• [Task statement]: Copy out the records so that each line matches the original.

Text-to-region grounding data
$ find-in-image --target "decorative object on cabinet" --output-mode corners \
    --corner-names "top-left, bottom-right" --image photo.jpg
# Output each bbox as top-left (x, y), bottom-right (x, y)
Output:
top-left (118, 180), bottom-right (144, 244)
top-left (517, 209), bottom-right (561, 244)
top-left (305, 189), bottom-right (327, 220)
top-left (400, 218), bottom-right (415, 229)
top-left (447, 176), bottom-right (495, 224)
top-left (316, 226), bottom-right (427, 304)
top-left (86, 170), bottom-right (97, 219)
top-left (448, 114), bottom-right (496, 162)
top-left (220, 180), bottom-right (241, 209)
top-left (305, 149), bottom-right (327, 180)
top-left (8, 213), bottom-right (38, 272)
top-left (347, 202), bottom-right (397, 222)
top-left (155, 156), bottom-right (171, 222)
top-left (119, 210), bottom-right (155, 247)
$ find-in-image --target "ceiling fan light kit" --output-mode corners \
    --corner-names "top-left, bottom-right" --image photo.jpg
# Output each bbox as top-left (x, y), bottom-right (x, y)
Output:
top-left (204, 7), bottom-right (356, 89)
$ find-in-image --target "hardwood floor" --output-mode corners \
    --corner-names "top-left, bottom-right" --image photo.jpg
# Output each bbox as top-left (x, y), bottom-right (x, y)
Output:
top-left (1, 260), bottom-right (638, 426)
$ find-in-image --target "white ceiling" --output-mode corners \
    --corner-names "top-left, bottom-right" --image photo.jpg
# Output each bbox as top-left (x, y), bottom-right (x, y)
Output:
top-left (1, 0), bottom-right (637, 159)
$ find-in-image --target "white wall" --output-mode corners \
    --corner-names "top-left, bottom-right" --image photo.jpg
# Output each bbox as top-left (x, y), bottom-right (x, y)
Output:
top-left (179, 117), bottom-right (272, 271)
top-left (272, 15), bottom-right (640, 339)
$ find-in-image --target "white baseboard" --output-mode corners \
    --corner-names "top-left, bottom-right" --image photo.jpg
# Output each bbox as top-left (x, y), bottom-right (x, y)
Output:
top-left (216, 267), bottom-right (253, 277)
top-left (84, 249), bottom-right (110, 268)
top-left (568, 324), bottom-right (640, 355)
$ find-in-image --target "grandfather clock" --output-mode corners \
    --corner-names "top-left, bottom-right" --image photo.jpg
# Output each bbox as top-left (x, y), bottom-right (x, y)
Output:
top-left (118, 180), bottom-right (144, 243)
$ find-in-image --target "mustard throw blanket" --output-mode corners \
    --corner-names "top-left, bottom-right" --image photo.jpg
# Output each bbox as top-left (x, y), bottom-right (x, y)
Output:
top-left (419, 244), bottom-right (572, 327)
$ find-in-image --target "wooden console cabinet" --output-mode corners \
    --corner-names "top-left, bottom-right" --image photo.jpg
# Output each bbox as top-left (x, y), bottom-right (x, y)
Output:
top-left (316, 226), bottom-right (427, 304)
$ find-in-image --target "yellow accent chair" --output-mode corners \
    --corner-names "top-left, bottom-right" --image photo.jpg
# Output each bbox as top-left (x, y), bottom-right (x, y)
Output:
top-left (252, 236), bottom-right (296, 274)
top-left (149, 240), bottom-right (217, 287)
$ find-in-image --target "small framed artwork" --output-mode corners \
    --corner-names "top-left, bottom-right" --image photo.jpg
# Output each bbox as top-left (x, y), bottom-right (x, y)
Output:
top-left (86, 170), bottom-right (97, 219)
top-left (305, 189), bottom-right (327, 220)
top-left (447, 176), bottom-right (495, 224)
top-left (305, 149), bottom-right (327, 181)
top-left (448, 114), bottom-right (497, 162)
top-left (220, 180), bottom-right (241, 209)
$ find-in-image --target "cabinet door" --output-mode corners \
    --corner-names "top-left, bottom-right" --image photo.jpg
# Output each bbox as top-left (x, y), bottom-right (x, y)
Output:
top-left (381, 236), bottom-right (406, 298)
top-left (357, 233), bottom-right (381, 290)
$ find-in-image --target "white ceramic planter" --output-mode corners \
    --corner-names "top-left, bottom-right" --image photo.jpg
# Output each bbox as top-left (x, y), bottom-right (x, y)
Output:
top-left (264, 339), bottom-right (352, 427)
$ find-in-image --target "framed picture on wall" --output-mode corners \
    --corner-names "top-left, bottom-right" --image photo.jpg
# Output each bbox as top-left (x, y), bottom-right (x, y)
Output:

• [Task result]:
$ find-in-image --target "decorative object on cabinet" --output-mode corners \
    --corner-names "top-left, bottom-right" --image photo.jpg
# Output each bbox as top-left (x, y), bottom-right (x, y)
Output:
top-left (118, 180), bottom-right (144, 244)
top-left (517, 209), bottom-right (561, 244)
top-left (305, 189), bottom-right (327, 220)
top-left (400, 218), bottom-right (415, 229)
top-left (447, 176), bottom-right (495, 224)
top-left (316, 226), bottom-right (427, 304)
top-left (86, 170), bottom-right (97, 219)
top-left (448, 114), bottom-right (496, 162)
top-left (220, 180), bottom-right (241, 209)
top-left (305, 149), bottom-right (327, 180)
top-left (8, 213), bottom-right (38, 272)
top-left (347, 202), bottom-right (397, 222)
top-left (155, 156), bottom-right (171, 222)
top-left (119, 210), bottom-right (155, 247)
$ find-in-image --target "ceiling fan light kit" --output-mode corners \
    --corner-names "top-left, bottom-right" --image photo.jpg
# Output each bbox as top-left (x, y), bottom-right (x, y)
Output:
top-left (204, 7), bottom-right (356, 89)
$ find-in-image --target "hardwood floor" --output-mode corners \
    --corner-names "top-left, bottom-right" --image photo.jpg
# Output each bbox as top-left (x, y), bottom-right (x, y)
Output:
top-left (1, 260), bottom-right (638, 426)
$ find-in-image --target "white ceiling" --output-mode corners \
    --corner-names "top-left, bottom-right" --image photo.jpg
# Output each bbox as top-left (x, y), bottom-right (x, y)
Output:
top-left (1, 0), bottom-right (637, 159)
$ find-in-image --target "white wall" --output-mode corners \
    --corner-names "top-left, bottom-right" --image photo.jpg
# Output each bbox as top-left (x, y), bottom-right (x, y)
Output:
top-left (179, 117), bottom-right (272, 271)
top-left (272, 15), bottom-right (640, 339)
$ find-in-image --target "white baseboard" --output-mode corners \
    --corner-names "top-left, bottom-right" --image photo.jpg
# Output each bbox as top-left (x, y), bottom-right (x, y)
Output:
top-left (216, 267), bottom-right (253, 277)
top-left (84, 249), bottom-right (110, 268)
top-left (568, 324), bottom-right (640, 355)
$ find-in-image --target "grandfather clock" --output-mode corners \
    --corner-names "top-left, bottom-right" --image photo.jpg
# Output each bbox as top-left (x, y), bottom-right (x, y)
Output:
top-left (118, 180), bottom-right (144, 243)
$ find-in-image --target "mustard throw blanket" --output-mode corners \
    --corner-names "top-left, bottom-right" --image photo.jpg
# Output each bbox as top-left (x, y), bottom-right (x, y)
Output:
top-left (419, 244), bottom-right (572, 327)
$ find-in-image --target "wooden console cabinet" --output-mode corners \
    --corner-names "top-left, bottom-right" --image photo.jpg
# Output each bbox as top-left (x, y), bottom-right (x, y)
Output:
top-left (316, 226), bottom-right (427, 304)
$ find-in-image --target "yellow accent chair" --output-mode corners \
    --corner-names "top-left, bottom-right" --image photo.jpg
# Output each bbox as top-left (x, y), bottom-right (x, y)
Output:
top-left (252, 236), bottom-right (296, 274)
top-left (149, 240), bottom-right (217, 287)
$ find-in-image --target "small framed artwork" --output-mode corners \
    --corner-names "top-left, bottom-right" --image photo.jpg
# Output each bbox as top-left (x, y), bottom-right (x, y)
Output:
top-left (86, 170), bottom-right (97, 219)
top-left (305, 189), bottom-right (327, 220)
top-left (447, 176), bottom-right (495, 224)
top-left (305, 149), bottom-right (327, 181)
top-left (448, 114), bottom-right (497, 162)
top-left (220, 180), bottom-right (241, 209)
$ find-in-image --target "cabinet door" --output-mode corners \
    --corner-names "top-left, bottom-right" --image photo.jpg
# Output each bbox as top-left (x, y), bottom-right (x, y)
Output:
top-left (381, 236), bottom-right (406, 298)
top-left (357, 233), bottom-right (381, 290)
$ find-in-image --target "white ceramic planter" --output-mode corners \
    --corner-names "top-left, bottom-right" --image photo.jpg
# Output each bbox as top-left (x, y), bottom-right (x, y)
Output:
top-left (264, 339), bottom-right (352, 427)
$ find-in-image --target "framed picture on wall" --output-mode corners \
    --corner-names "top-left, bottom-right" --image photo.jpg
# Output each bbox as top-left (x, y), bottom-right (x, y)
Output:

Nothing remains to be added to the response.